- _What you need to do_
Rewrite the stretch from the start of the records through the line containing "280), (362, 97)]", requests included but pictures left out, multiplying every point coordinate in the answers by 1.1 and rounding to whole numbers, with halves rounded up. Keep the numbers in the requests and their sample point lists unchanged.

·····

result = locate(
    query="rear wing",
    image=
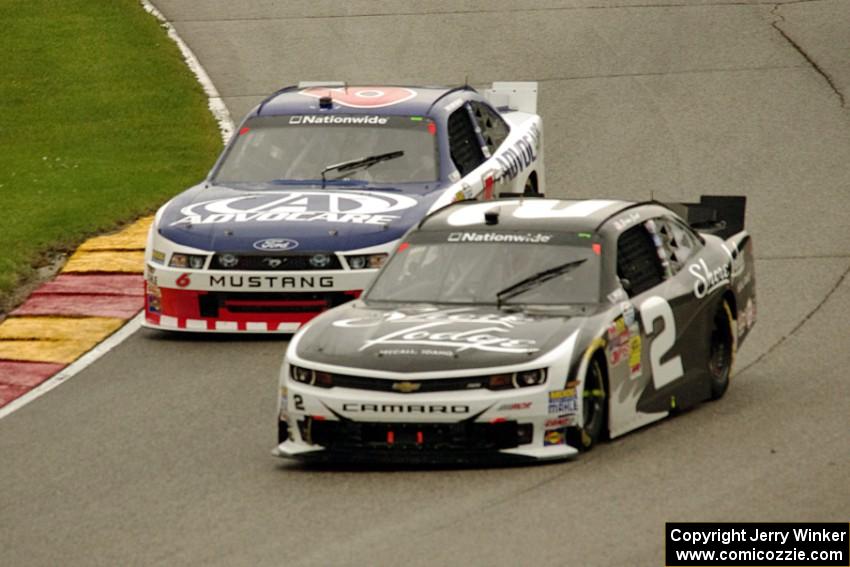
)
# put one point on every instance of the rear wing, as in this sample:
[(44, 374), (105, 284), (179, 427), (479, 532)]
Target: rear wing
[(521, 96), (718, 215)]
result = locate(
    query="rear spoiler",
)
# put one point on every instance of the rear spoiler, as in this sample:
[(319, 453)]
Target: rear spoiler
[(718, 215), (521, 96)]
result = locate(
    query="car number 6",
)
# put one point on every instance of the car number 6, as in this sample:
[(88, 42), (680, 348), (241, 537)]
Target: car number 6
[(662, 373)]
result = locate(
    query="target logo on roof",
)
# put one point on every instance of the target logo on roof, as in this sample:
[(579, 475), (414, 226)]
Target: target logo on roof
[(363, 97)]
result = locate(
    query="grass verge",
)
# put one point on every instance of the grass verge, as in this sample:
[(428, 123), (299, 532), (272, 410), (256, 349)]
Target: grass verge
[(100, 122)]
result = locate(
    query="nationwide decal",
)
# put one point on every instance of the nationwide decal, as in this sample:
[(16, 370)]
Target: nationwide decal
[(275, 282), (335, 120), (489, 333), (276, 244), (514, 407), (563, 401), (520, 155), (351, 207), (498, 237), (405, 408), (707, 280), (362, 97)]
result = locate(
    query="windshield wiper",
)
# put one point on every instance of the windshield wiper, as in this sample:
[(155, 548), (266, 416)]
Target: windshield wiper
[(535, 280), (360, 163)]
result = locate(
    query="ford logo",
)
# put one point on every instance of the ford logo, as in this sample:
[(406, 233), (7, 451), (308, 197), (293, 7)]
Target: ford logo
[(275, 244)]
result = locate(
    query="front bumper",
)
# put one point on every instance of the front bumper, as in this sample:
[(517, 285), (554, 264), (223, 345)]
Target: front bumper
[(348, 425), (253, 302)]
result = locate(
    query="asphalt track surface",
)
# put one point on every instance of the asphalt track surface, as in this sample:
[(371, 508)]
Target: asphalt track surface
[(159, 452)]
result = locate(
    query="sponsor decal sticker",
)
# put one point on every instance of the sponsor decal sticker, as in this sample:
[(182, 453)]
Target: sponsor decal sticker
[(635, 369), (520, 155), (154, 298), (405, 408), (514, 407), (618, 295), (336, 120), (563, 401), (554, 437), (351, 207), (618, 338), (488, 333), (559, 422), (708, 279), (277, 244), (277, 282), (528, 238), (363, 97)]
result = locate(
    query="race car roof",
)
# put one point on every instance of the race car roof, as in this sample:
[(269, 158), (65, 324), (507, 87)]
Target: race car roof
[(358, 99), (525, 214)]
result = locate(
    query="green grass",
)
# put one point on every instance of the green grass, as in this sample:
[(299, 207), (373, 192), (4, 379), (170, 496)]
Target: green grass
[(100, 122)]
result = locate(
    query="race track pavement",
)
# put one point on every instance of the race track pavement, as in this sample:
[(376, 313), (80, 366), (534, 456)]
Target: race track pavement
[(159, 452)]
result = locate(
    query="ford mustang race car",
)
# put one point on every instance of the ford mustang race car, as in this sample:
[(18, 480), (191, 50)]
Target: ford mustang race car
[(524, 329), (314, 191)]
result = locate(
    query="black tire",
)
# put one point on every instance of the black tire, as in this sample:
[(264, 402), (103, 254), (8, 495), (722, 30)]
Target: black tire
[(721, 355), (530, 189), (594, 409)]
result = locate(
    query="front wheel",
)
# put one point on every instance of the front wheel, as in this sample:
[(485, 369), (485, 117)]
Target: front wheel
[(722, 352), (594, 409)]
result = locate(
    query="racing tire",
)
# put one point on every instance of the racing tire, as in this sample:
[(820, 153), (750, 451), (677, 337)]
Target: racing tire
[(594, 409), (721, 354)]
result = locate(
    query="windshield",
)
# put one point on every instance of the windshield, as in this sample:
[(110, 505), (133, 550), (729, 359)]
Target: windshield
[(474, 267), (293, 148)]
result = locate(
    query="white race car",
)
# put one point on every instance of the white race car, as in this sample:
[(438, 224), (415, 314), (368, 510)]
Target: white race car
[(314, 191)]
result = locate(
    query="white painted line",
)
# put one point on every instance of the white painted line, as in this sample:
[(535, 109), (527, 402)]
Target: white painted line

·····

- _Finished answer_
result = locate(
    query="rear wing",
    image=
)
# put one point on every instance of the rear wing, as in this sample:
[(44, 374), (105, 284), (179, 427), (479, 532)]
Target: rear wing
[(573, 106), (790, 237)]
result = locate(
    query="rear spoiler",
)
# put one point on every instance of the rear spoiler, as in this sample:
[(319, 453)]
Target: rear spoiler
[(790, 237), (573, 106)]
result = locate(
    query="car number 6",
)
# put one point on every instance of the car number 6, as in this sample:
[(88, 42), (680, 348), (241, 537)]
Target: car number 6
[(728, 410)]
result = locate(
    query="target logo on roof",
)
# put one point on every instance of the target logo on roof, as in this sample:
[(579, 475), (414, 226)]
Target: target logo on roof
[(399, 107)]
result = locate(
    query="grass verge",
)
# put one point on every instance of the grass verge, as in this sample:
[(428, 123), (299, 532), (272, 410), (256, 349)]
Target: grass verge
[(110, 134)]
result = locate(
    query="nationwide decal",
)
# put one point on every instance of the nationwide decal, as in this sample:
[(16, 370)]
Target: nationwide decal
[(303, 310), (369, 132), (538, 366), (304, 268), (565, 448), (619, 441), (572, 171), (386, 228), (548, 261), (446, 449), (778, 308), (398, 107)]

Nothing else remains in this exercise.